(Records from a dataset)
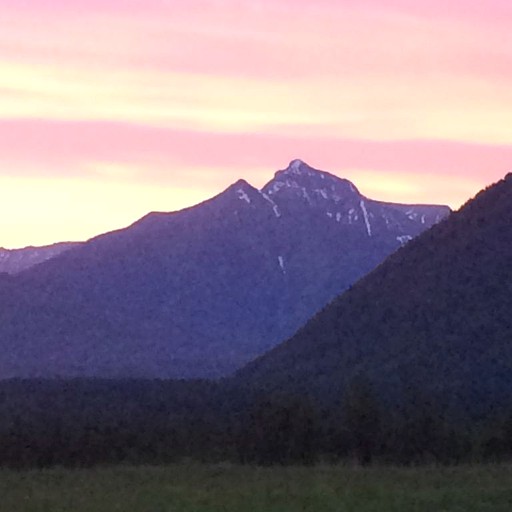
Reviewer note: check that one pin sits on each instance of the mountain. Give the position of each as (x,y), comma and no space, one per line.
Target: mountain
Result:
(435,316)
(200,292)
(13,261)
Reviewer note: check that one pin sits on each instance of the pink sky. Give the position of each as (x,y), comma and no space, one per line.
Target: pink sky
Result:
(112,108)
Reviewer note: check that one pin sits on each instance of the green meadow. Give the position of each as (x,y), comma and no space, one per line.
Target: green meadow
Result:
(216,488)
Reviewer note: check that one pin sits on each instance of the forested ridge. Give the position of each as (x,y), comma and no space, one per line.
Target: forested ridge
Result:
(90,422)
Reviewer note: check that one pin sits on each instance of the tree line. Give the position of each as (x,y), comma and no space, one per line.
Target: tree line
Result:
(86,423)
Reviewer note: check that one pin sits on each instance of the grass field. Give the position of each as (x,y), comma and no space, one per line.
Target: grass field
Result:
(198,488)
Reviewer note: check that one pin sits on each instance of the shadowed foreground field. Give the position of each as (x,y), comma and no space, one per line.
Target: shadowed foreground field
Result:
(197,488)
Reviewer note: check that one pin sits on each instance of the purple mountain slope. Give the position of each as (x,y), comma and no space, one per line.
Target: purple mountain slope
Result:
(13,261)
(199,292)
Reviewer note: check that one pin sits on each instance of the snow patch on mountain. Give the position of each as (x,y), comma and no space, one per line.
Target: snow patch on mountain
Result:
(366,217)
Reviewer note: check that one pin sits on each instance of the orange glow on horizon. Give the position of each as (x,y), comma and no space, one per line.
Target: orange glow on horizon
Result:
(155,105)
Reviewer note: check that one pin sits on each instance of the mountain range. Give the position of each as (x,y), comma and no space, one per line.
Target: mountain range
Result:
(200,292)
(435,316)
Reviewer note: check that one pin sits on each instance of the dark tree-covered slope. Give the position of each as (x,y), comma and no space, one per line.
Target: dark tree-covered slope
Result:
(200,292)
(436,316)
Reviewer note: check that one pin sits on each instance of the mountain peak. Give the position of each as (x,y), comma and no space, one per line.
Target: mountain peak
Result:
(300,179)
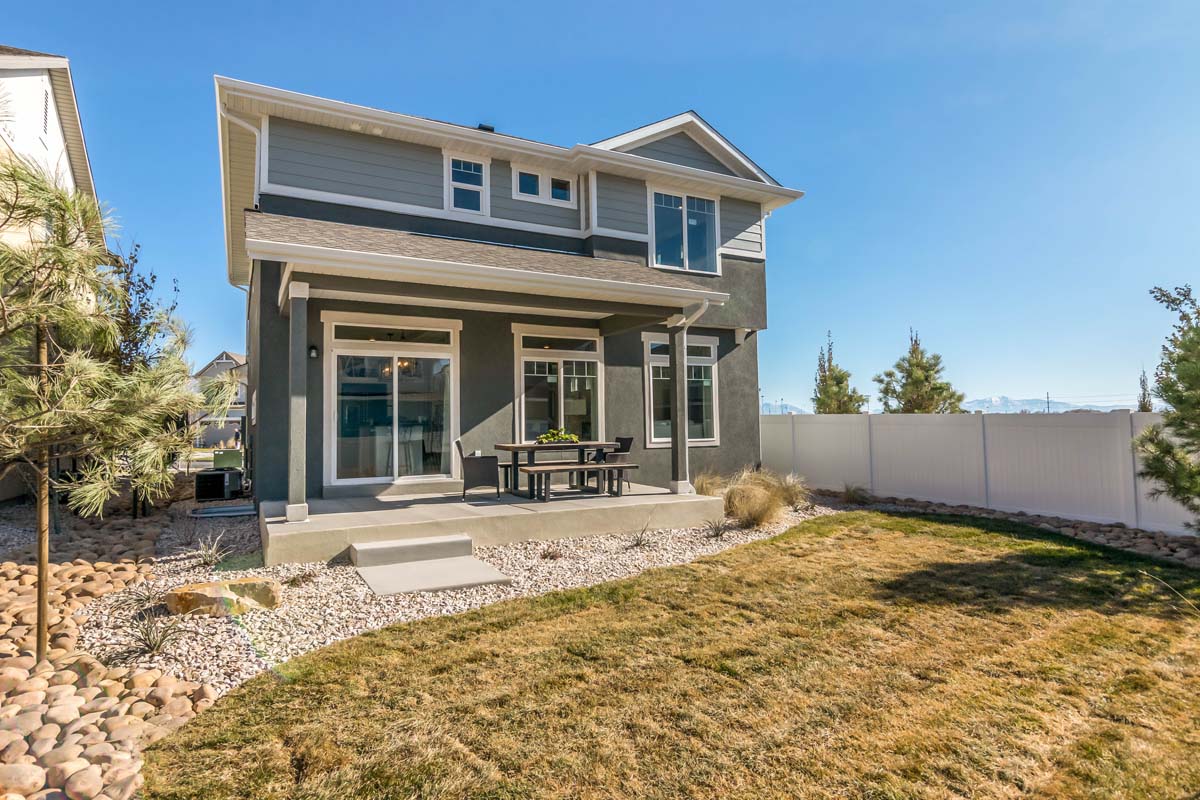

- [Work instructions]
Print every line above exactly as given, but not the pictures.

- [Response to the task]
Reviewer note: check that one pin sits on each instance of the mountain. Give the position of each as (x,y), comma and no space, one per line.
Target: mountain
Result:
(435,316)
(200,292)
(13,261)
Reviewer note: check that one pin sits on each instance of the pink sky. Give the position of each as (x,y), comma and no space, one per line.
Target: pink sky
Result:
(112,108)
Reviewer note: check that one pin sits on each instance of the green meadow. Give the position of each as (x,y), comma and no space, one per line.
Target: green meadow
Result:
(216,488)
Reviewer note: check that one pin sits on each instance of the forested ridge. Give the position of each as (x,y), comma and no space, one per line.
Target: forested ridge
Result:
(90,422)
Reviewer note: check that one pin sits on each instance of the tree line. Give the position of each as (x,y), comma and no space, one per line.
Target: tree line
Result:
(86,423)
Reviewer note: check that one pin sits on each instance of the grass field. Give the position of each as (x,y), comma and no space, one per line.
Target: grass field
Result:
(198,488)
Reviewer note: check that one pin sits on each instance of the shadowed foreground field. Give the position of each as (x,y), comma and no space, one per line.
Target: shadowed foreground field
Result:
(197,488)
Reviewer note: check that one pin sits on each instance of the purple mountain slope. Give the position of each as (x,y), comma and no space, one per line.
Target: purple mountain slope
Result:
(13,261)
(199,292)
Reviewer note: check that one pin sits on each instance of the snow patch on mountain. Give the position of each as (x,y), comma and no space, one per line.
Target: snow patch on mountain
Result:
(366,217)
Reviewer note: check that one pin sits on each instance of the orange glow on horizon. Give the position of each as (x,y), comma and no space, one per line.
Target: orange glow on horizon
Result:
(155,105)
Reviewer note: check that one pin sits on each instance of the mountain range. Give the position of each as (x,y), comma and no space, one per line.
Target: mountain range
Result:
(200,292)
(435,316)
Reviewer note: check that one pin sits on each instance of the dark tree-covered slope. Give the position of each as (x,y), comma and no space, one per line.
Target: dark tree-covered slope
Result:
(200,292)
(436,316)
Reviewer note: check that one pin sits on each instance of the mountain peak. Give the position of each as (x,y), comma and no space, one per line.
Target: mountain peak
Result:
(300,179)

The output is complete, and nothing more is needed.